TASK GOAL =>
Please check the text on Erin Brockovich's other litigation: for how much did the Kettleman suit settle, and in what year?

DOCUMENT TEXT =>

Erin Brockovich - Other Litigation

Other Litigation

Working with Thousand Oaks, California-based lawyer Edward L. Masry, Brockovich went on to participate in other anti-pollution lawsuits. One accuses Whitman Corporation of chromium contamination in Willits, California. Another lawsuit, which lists 1,200 plaintiffs, alleges contamination near PG&E's Kettleman Hills Compressor Station in Kings County, California, along the same pipeline as the Hinkley site. The Kettleman suit settled for $335 million in 2006. After experiencing problems with mold contamination in her own home in the Conejo Valley, Brockovich became a prominent activist and educator in this area as well.

Brockovich and Masry filed suit against the Beverly Hills Unified School District in 2003, in which the district was accused of harming the health and safety of its students by allowing a contractor to operate a cluster of oil wells on campus. Brockovich and Masry alleged that 300 cancer cases were linked to the oil wells. Subsequent testing and epidemiological investigation failed to corroborate substantial link, and Los Angeles County Superior Court Judge Wendell Mortimer granted summary judgment against the plaintiffs. In May 2007, the School District announced that it was to be paid $450,000 as reimbursement for legal expenses.

MATERIAL SHOWN =>
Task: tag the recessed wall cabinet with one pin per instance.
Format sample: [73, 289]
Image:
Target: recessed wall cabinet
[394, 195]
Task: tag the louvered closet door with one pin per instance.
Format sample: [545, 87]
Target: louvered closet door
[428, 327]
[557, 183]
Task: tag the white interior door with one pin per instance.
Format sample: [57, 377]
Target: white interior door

* * *

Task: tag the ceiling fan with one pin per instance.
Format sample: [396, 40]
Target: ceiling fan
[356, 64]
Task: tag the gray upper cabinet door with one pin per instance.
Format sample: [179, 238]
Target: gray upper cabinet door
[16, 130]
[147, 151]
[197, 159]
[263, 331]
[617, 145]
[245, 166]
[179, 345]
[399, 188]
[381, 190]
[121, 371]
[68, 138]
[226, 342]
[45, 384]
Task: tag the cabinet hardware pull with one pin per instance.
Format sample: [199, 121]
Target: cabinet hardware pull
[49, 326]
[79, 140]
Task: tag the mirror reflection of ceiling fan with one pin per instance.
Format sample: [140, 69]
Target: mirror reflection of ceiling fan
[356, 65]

ANSWER BELOW =>
$335 million, in 2006.